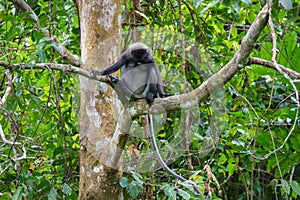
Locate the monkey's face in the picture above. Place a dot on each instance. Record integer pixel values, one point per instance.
(141, 55)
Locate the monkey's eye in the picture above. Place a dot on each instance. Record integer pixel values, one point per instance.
(139, 53)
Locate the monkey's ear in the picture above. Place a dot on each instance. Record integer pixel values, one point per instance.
(114, 79)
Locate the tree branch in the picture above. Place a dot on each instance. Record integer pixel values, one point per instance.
(59, 48)
(240, 59)
(183, 101)
(271, 65)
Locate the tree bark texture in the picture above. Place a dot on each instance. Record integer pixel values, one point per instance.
(100, 29)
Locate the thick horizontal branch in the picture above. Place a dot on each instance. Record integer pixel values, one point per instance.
(62, 67)
(59, 48)
(184, 101)
(271, 65)
(240, 59)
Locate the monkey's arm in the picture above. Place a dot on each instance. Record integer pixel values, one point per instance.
(116, 66)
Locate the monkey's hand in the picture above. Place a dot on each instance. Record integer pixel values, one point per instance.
(113, 79)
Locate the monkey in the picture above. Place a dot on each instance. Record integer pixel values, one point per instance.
(141, 79)
(140, 75)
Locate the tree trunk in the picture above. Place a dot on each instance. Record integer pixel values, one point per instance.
(100, 45)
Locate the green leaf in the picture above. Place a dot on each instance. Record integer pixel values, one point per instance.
(53, 194)
(169, 191)
(66, 189)
(286, 4)
(286, 187)
(184, 194)
(45, 39)
(132, 190)
(18, 193)
(231, 168)
(123, 182)
(295, 187)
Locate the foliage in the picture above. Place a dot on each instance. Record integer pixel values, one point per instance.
(258, 103)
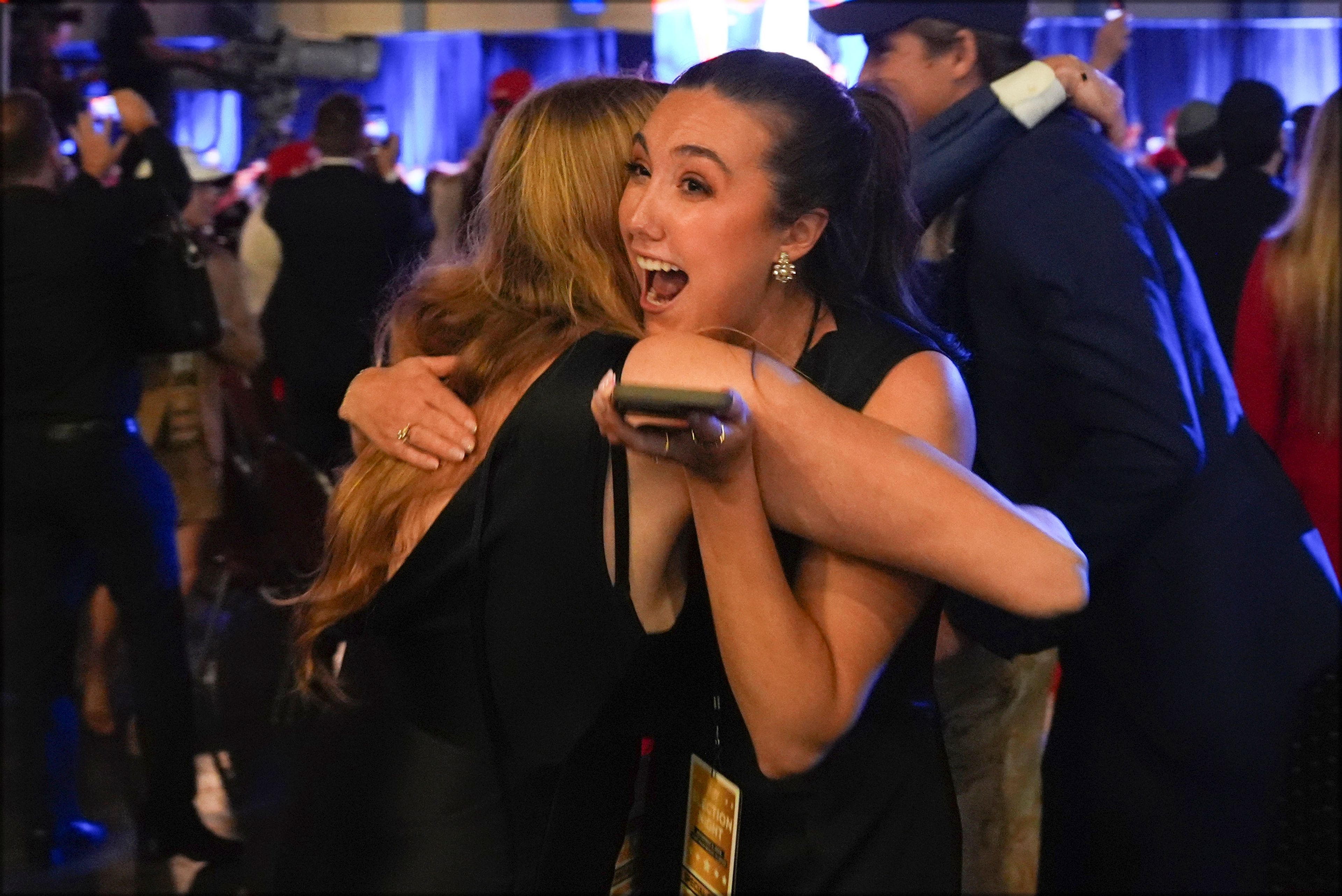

◆ ◆ ◆

- **Aim of the exercise**:
From the first record to the last, print everything again exactly, without pictures.

- **Written answer**:
Locate the monkey's face in the picture above. Place a dot on each instance. Record integer pixel values, one point per instance.
(141, 55)
Locate the monkey's eye in the picture above. Place a dot on each instance. Record integer pixel values, one point per instance.
(139, 53)
Locate the monkey's ear in the picture above. Place a dot on each instance. Record integer pixel values, one point per instance.
(114, 79)
Locate the tree branch in the picture above. Place a dot on each instance. Record integer pixel values, one point per instance.
(59, 48)
(240, 59)
(183, 101)
(271, 65)
Locate the tree bark texture in the picture above. Place a dot on each instance. Record integer pixel values, one point per instance.
(100, 29)
Locate the thick horizontal branch in the picture above. Place a dot on each instance. Record integer pixel values, one point per instance.
(62, 67)
(59, 48)
(184, 101)
(271, 65)
(240, 59)
Locate the monkey's arm in the picture above. Place a dot on each instance. Record integer pixel values, one point per instance.
(116, 66)
Locate the monkey's hand in the picture above. Place a dot on each instance. Record integer pixel values, one point per instance.
(113, 79)
Locate the monkey in the picture above. Place a dot on each instance. Record integer pixel values, one point per instance.
(141, 79)
(140, 75)
Locate the tree trunk in the picture above. Place a dot on each instance. Record integer pixel values, one point per instance.
(100, 45)
Locate the green leaf in the picture above. Place a dot on each instance. Record integer pixel values, one point per instance.
(53, 194)
(169, 191)
(66, 189)
(286, 4)
(286, 187)
(184, 194)
(45, 39)
(132, 190)
(18, 193)
(231, 168)
(123, 182)
(295, 187)
Locate the foliage in the picture above. Place a dot on each instance. Record integer pixel values, one point per instance.
(258, 103)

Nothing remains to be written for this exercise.